■ Problem
Pull each line containing "whole" out of the listing below.

= = = = = = =

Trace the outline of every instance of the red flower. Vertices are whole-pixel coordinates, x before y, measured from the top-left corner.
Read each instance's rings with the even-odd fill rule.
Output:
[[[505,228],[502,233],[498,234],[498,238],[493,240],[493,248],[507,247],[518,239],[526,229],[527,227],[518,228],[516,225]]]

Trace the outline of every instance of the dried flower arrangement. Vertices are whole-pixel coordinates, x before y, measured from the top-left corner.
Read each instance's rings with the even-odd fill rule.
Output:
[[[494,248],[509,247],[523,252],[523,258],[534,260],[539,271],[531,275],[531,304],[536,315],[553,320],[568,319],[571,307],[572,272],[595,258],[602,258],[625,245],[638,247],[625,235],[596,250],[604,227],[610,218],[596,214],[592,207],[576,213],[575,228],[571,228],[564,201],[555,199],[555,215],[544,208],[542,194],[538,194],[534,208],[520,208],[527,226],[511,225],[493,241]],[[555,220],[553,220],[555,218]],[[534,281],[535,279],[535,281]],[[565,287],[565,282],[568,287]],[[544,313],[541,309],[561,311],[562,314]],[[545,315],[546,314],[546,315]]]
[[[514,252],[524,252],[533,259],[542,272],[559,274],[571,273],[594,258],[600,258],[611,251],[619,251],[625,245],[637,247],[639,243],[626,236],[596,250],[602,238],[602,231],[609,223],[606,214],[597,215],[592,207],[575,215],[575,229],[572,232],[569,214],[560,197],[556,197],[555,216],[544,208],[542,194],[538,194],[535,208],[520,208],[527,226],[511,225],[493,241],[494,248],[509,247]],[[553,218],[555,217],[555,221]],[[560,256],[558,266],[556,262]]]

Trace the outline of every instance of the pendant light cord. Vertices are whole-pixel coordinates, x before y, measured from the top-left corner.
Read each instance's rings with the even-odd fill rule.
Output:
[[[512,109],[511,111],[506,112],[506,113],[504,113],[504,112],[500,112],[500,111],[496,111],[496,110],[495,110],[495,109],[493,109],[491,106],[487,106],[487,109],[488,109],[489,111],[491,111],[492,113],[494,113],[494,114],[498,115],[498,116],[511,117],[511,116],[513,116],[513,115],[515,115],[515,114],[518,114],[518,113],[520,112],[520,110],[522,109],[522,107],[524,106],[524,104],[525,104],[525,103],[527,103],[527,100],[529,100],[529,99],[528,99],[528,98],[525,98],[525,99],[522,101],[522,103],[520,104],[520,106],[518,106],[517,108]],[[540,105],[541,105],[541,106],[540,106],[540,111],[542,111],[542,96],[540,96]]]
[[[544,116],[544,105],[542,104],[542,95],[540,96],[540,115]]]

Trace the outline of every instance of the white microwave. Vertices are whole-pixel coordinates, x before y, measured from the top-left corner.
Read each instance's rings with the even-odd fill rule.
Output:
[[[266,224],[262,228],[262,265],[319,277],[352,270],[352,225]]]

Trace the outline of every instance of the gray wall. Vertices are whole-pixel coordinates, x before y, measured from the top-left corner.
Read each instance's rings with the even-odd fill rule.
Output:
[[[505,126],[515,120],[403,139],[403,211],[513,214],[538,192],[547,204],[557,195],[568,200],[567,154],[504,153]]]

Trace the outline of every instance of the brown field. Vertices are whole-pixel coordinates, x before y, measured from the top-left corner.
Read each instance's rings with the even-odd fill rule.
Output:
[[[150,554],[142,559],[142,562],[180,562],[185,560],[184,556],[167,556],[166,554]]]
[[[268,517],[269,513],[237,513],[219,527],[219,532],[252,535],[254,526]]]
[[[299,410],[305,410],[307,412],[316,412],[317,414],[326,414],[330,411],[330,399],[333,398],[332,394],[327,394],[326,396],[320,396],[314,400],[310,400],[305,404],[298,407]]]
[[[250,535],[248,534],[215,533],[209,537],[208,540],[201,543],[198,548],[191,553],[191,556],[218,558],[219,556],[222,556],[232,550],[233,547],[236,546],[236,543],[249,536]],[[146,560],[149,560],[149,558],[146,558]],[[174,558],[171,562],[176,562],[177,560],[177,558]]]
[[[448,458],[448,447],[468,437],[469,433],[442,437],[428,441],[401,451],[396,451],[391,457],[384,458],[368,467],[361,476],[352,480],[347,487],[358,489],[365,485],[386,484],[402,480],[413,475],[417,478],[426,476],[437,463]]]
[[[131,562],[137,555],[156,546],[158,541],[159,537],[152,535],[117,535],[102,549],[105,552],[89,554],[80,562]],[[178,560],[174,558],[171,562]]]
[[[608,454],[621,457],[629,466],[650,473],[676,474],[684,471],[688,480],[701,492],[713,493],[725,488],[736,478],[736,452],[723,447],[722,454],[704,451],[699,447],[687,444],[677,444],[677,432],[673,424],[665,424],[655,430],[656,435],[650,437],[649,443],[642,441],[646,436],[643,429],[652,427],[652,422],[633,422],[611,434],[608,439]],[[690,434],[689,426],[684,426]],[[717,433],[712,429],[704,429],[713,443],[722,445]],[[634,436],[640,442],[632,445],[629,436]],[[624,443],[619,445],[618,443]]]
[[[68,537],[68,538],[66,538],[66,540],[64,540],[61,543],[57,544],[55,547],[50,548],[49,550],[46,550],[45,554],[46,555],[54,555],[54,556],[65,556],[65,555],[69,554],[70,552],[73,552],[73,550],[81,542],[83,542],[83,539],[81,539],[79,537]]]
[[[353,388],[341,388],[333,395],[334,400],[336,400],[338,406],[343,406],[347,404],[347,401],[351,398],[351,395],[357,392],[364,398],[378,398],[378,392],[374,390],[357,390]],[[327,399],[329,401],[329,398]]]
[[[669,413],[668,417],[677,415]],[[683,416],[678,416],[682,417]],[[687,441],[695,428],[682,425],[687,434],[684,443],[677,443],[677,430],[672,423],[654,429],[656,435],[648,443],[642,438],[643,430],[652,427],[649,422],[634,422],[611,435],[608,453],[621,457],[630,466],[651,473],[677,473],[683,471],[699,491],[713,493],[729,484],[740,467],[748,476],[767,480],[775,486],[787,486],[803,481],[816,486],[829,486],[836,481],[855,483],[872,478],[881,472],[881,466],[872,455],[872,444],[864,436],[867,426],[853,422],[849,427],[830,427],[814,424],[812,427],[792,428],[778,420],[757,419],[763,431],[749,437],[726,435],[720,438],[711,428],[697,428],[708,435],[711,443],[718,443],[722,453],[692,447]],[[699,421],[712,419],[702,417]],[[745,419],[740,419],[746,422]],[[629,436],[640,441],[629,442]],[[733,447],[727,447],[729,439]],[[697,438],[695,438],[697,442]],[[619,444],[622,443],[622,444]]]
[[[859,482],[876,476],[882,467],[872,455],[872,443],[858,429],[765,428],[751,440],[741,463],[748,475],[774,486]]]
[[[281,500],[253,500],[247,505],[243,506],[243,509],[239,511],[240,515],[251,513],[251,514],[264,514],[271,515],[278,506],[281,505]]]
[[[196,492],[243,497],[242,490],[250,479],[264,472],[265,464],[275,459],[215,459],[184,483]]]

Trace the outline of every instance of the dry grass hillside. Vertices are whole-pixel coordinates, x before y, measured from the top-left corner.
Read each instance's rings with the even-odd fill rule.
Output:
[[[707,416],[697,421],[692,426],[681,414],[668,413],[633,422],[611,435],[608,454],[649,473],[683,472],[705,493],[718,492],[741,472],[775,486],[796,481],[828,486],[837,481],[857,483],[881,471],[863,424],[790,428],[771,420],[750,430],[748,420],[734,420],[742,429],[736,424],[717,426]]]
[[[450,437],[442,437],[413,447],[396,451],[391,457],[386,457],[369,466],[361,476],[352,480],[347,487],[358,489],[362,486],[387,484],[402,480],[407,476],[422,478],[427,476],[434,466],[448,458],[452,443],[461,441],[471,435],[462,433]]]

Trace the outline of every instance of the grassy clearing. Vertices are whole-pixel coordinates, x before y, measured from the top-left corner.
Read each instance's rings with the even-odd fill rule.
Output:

= = = = = = =

■ Solved exercise
Trace the outline of every instance of the red flower. Vertices are whole-pixel coordinates, x before y, measured from the top-left corner.
Trace the outline of every instance of the dried flower arrangement. Vertices are whole-pixel coordinates, x before y, measured from the top-left corner.
Trace the outline of every instance of the pendant light cord. Vertices are whole-pixel coordinates, x before y, measured from the top-left corner.
Trace the outline of every instance of the white microwave. Vertices are whole-pixel coordinates, x before y, measured from the top-left corner.
Trace the outline of every instance of the gray wall. Vertices are whole-pixel coordinates, x before y, measured from the top-left corner.
Trace the outline of every instance of the brown field. Vertices are whole-pixel coordinates, x before y, measured from the top-left corner.
Trace the outline of every instance of the dry grass hillside. Vertices are whole-pixel coordinates, x before y, measured from the top-left corner.
Trace the outline of every instance of the grassy clearing. Vertices are whole-pixel coordinates, x before y, measured from the top-left corner.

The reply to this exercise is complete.